(Region pointing data)
────

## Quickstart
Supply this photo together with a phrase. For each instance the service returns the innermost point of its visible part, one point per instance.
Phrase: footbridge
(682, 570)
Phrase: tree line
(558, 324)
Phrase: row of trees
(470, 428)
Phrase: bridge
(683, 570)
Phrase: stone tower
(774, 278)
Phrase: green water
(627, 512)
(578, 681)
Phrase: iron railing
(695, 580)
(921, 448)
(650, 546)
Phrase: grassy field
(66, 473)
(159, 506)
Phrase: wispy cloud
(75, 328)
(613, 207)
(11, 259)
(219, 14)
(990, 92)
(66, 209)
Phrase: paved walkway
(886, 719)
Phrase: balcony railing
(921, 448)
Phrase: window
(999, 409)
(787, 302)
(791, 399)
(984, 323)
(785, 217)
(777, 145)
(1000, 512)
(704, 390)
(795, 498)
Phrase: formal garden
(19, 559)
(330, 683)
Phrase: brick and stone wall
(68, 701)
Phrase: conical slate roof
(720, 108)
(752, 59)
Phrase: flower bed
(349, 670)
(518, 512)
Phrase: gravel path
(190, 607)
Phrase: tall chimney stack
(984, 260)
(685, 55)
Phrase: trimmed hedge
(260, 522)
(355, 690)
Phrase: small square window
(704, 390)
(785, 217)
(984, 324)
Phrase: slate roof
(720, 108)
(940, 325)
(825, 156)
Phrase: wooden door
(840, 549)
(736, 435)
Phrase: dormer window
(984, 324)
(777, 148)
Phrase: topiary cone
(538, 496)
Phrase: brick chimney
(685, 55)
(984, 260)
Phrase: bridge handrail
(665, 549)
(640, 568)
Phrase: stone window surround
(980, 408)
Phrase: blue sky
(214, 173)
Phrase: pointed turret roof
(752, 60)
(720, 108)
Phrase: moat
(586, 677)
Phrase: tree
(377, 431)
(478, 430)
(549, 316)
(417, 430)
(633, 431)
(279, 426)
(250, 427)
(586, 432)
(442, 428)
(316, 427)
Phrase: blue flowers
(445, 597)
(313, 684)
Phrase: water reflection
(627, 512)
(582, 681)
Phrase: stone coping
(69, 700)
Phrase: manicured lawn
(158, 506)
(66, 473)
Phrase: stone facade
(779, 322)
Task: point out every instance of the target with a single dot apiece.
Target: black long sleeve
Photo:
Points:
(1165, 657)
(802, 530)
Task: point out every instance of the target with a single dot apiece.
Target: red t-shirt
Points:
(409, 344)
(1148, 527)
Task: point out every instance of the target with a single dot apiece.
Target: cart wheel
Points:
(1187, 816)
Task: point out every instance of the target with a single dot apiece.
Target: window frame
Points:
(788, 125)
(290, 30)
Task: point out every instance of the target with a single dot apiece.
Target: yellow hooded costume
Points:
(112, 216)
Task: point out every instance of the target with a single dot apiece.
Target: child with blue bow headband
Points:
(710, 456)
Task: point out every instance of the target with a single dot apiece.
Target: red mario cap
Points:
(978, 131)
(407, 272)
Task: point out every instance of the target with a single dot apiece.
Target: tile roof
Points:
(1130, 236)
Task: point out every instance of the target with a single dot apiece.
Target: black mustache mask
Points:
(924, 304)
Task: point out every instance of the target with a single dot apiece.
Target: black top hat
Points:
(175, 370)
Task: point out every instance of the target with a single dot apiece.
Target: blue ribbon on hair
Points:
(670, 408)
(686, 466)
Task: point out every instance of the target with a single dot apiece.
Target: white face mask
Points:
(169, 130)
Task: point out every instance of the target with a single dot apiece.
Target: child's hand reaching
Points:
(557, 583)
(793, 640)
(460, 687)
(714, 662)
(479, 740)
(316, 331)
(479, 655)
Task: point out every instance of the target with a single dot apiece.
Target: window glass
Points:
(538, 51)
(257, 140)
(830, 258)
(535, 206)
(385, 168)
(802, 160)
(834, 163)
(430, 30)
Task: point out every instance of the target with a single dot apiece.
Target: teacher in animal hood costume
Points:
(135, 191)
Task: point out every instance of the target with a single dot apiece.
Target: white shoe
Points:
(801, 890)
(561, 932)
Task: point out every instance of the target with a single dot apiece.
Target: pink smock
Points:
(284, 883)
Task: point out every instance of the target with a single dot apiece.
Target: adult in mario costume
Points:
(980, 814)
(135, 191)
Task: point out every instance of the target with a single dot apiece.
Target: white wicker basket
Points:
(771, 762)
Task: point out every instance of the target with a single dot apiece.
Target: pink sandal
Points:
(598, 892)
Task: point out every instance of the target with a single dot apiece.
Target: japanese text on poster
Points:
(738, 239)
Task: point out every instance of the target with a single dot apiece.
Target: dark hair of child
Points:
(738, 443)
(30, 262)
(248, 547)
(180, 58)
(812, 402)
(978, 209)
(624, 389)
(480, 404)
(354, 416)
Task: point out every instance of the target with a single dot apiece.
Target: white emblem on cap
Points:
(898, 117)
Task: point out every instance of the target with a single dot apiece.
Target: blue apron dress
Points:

────

_EXERCISE DESCRIPTION_:
When the entries above are retyped, each line must stay exactly as it is.

_SOLUTION TO THIS TASK_:
## Quickstart
Supply this photo together with a phrase. For each instance the service returns the innermost point of its visible part, one point per instance.
Phrase: footbridge
(682, 570)
Phrase: tree line
(558, 324)
Phrase: row of trees
(470, 428)
Phrase: bridge
(683, 570)
Phrase: stone tower
(774, 278)
Phrase: green water
(627, 512)
(578, 681)
Phrase: iron railing
(695, 580)
(921, 448)
(650, 546)
Phrase: grassy field
(66, 473)
(159, 506)
Phrase: wispy cloud
(75, 328)
(613, 207)
(11, 259)
(219, 14)
(990, 92)
(66, 209)
Phrase: paved walkway
(886, 719)
Phrase: balcony railing
(921, 448)
Phrase: window
(999, 409)
(787, 302)
(791, 399)
(984, 323)
(785, 217)
(777, 145)
(1000, 512)
(704, 390)
(795, 498)
Phrase: formal garden
(19, 559)
(330, 683)
Phrase: brick and stone wall
(68, 701)
Phrase: conical slate roof
(720, 108)
(752, 59)
Phrase: flower bed
(349, 670)
(518, 512)
Phrase: gravel path
(190, 607)
Phrase: tall chimney stack
(984, 260)
(685, 55)
Phrase: trimmed hedge
(260, 522)
(355, 690)
Phrase: small square window
(704, 390)
(785, 217)
(984, 324)
Phrase: slate roof
(720, 108)
(940, 325)
(825, 156)
Phrase: wooden door
(840, 549)
(736, 435)
Phrase: dormer window
(984, 324)
(777, 148)
Phrase: topiary cone
(538, 496)
Phrase: brick chimney
(685, 55)
(984, 260)
Phrase: bridge handrail
(665, 549)
(640, 568)
Phrase: stone window surround
(980, 408)
Phrase: blue sky
(214, 173)
Phrase: pointed turret roof
(752, 60)
(720, 108)
Phrase: moat
(586, 677)
Phrase: tree
(377, 431)
(478, 430)
(549, 316)
(417, 430)
(633, 431)
(279, 426)
(250, 427)
(586, 432)
(442, 428)
(316, 427)
Phrase: blue flowers
(445, 597)
(313, 684)
Phrase: water reflection
(627, 512)
(582, 681)
Phrase: stone coping
(69, 700)
Phrase: manicured lawn
(158, 506)
(66, 473)
Phrase: stone facade
(779, 322)
Task: point out every instance of the target with a single dot apiece.
Target: black long sleeve
Photo:
Points:
(1165, 657)
(802, 530)
Task: point out every instance of the target with a single dot apiece.
Target: red t-shirt
Points:
(409, 344)
(1148, 527)
Task: point out every instance of the target with a single dot apiece.
Target: cart wheel
Points:
(1187, 816)
Task: point out every instance of the target with a single dot apiece.
Target: window frame
Points:
(788, 125)
(290, 30)
Task: point out every instance of the target with a single dot apiece.
Target: yellow hooded costume
Points:
(112, 216)
Task: point out every instance of the target with a single dot apiece.
Target: child with blue bow headband
Points:
(710, 456)
Task: point out every instance of the target with a single dot apiece.
Target: red mario cap
Points:
(978, 131)
(407, 272)
Task: point out every instance of the target with a single dot apiece.
Target: tile roof
Points:
(1130, 236)
Task: point out every instance of the target with a single dot apiece.
Target: black mustache mask
Points:
(924, 304)
Task: point out every instance of the target with a single dot apiece.
Target: black top hat
Points:
(175, 370)
Task: point out every instance of the target with a single dot apiece.
Target: blue ribbon on hair
Points:
(670, 408)
(686, 466)
Task: point out every instance of the target with a single dot apiece.
Target: white face mask
Points:
(169, 130)
Task: point out every instance of the target with a single dot apiece.
Target: child's hand reaching
Points:
(557, 583)
(793, 640)
(460, 687)
(714, 662)
(479, 740)
(316, 331)
(479, 655)
Task: point out every instance of the target with a single dot apiece.
Target: window glass
Points:
(538, 51)
(257, 140)
(830, 258)
(535, 206)
(385, 168)
(802, 160)
(834, 163)
(430, 30)
Task: point out every instance of the target with a single dot apiece.
Target: teacher in animal hood costume
Points:
(135, 191)
Task: point out every instance of the target with a single dot apiece.
Target: white shoe
Points:
(801, 890)
(561, 932)
Task: point out every instance of the target with a single dot apiece.
Target: pink smock
Points:
(284, 883)
Task: point out every instance of the target with a single dot apiece.
Target: adult in mario costume
Points:
(980, 814)
(135, 191)
Task: point out every instance of the target with a single dot apiece.
Target: white wicker basket
Points:
(771, 762)
Task: point out every instance of the target with a single dot apiece.
Target: pink sandal
Points:
(598, 892)
Task: point out every instance of the target with a single dot apiece.
Target: japanese text on poster
Points:
(738, 239)
Task: point out every instance of the target with a single dot apiece.
Target: dark hair of child
Points:
(738, 443)
(30, 262)
(248, 547)
(180, 58)
(812, 402)
(978, 209)
(624, 389)
(480, 404)
(354, 416)
Task: point out every instance of the target with a single dot apiece.
Target: white emblem on cap
Points:
(898, 117)
Task: point out every instance of the target with a single dot apiece.
Target: blue apron dress
Points:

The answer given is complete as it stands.